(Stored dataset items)
--------------------

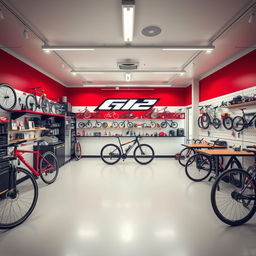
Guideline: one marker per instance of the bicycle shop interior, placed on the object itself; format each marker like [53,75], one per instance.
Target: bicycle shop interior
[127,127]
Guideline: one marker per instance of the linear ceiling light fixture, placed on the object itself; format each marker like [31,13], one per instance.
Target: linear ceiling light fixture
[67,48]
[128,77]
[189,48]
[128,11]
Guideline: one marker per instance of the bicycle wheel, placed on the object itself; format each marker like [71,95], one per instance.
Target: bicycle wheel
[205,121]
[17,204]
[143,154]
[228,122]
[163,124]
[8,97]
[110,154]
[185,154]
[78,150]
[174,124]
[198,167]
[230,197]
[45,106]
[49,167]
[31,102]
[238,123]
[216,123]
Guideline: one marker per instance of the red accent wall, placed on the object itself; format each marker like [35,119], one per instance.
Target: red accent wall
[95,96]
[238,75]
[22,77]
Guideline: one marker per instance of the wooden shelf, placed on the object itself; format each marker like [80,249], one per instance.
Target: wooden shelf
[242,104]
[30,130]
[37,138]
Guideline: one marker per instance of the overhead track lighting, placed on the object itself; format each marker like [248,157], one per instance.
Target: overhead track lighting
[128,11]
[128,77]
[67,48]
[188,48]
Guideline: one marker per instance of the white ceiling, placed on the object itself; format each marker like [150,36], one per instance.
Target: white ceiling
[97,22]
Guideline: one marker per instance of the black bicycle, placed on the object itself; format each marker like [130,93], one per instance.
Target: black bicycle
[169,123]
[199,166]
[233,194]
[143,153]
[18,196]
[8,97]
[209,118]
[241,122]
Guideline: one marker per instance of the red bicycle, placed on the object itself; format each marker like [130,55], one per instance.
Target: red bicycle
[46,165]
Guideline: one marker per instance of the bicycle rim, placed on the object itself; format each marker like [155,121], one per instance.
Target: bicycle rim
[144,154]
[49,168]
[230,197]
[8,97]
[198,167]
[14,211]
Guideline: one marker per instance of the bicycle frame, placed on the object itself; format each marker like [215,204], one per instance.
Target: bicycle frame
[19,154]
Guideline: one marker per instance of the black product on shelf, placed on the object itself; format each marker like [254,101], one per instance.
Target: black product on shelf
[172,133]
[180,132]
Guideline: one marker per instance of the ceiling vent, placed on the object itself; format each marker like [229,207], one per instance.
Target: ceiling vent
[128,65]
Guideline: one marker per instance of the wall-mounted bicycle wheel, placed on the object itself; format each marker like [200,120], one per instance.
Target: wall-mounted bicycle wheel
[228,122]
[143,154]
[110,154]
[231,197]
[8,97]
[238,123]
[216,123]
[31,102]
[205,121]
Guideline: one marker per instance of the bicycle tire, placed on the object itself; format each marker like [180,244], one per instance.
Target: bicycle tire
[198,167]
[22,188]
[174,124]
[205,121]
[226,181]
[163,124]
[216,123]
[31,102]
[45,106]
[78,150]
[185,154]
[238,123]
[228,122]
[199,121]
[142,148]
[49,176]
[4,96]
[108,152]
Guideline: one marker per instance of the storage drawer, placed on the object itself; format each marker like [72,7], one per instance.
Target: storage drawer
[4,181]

--------------------

Task requirements:
Convert the material above into a two-column CSV with the headers instruction and response. Give one row per request, with its full text and its answer each in a single quoted field, line breaks replaced by spaces, and the picture left out.

Final result:
instruction,response
"Guideline: one marker per instance of the bicycle shop interior, placed on the object itself; format each marker like [53,75], one per instance. Target: bicycle shop interior","[127,127]"
"Guideline: one marker per instance of the linear ceiling light fixture, placed on the object itself; format each marker like [31,13], one per instance. Target: linear ceiling light fixture","[67,48] [128,77] [189,48] [128,11]"
"Guideline: one marker per instance of the bicycle wheel, placed on the object itself; format each marker like [71,95], one per instance. Target: bicycle wheel","[205,121] [17,204] [143,154] [228,122] [163,124] [8,97] [110,154] [185,154] [78,150] [174,124] [198,167] [230,197] [45,106] [49,167] [31,102] [238,123] [216,123]"
"Guideline: one marker per instance of the red accent wall, placed on the object itself; format each marker like [35,119], one per instance. Target: red accent wall","[95,96] [238,75] [22,77]"
"Guideline: one marker per instance of the wooden shelf, placed on the object itself; format each marker like [80,249], one per instance. Target: wooden shelf","[242,104] [30,130] [37,138]"
"Guideline: one marker per instance of the overhead track lighting, placed on the object itself; format each marker like [248,157], one per instance. Target: overhead track lighting","[128,11] [128,77] [67,48] [188,48]"
"Guideline: one marker per instance of the white ceiling, placed on the object itself; format each marker like [150,36], one per instance. Target: white ceiling","[97,22]"
"Guideline: one marker per instance of the black bicycle, placed on the object itself; format each marker like [130,93], one per instance. Target: black bicycle","[169,123] [199,166] [233,194] [143,153] [18,196] [8,97] [209,118] [241,122]"
"Guideline: one marker per instance of the red bicycle, placed on the object itself; format each marker like [130,55], one per instance. Target: red bicycle","[46,165]"
"Guideline: one marker per instance of the bicycle rim, placed on the object itself; format each marker like [155,121], one per instance. Target: bicycle rim","[144,154] [49,168] [230,197] [8,97] [198,167] [14,211]"
"Guideline: one marker per instance of the bicycle frame, placed on the object itself; format each marker like [215,204], one per instance. Target: bicycle frame","[19,154]"
"Guideline: one marker per instance of the black product on shelf, placed on the object itself; format each marker like [254,101], one per instance. Target: black product on shelf","[172,133] [180,132]"
"Guideline: one marker per instance of the ceiling vent, placed on the object itself; format each marker like [229,207], one per instance. Target: ceiling vent","[128,65]"
"Guideline: one marker per instance of the wall-mounted bicycle wheel, placed on the object itself; format each marker like [200,120], one per instance. Target: wall-mounted bicycle wheel","[228,122] [143,154] [110,154] [231,197] [8,97] [238,123] [216,123] [31,102] [205,121]"
"Guideline: one marker per instance of the bicycle tire, placed on the object itself; format each marker like [180,244], one per instance. Target: bicycle tire","[198,167] [22,188] [174,124] [205,121] [226,181] [163,124] [216,123] [31,102] [45,106] [78,150] [185,154] [238,123] [228,122] [199,121] [142,148] [49,176] [4,96] [108,152]"
"Guideline: one marker per instance of the storage drawer, placed on the object itself; format each marker like [72,7], one per instance. Target: storage drawer","[4,181]"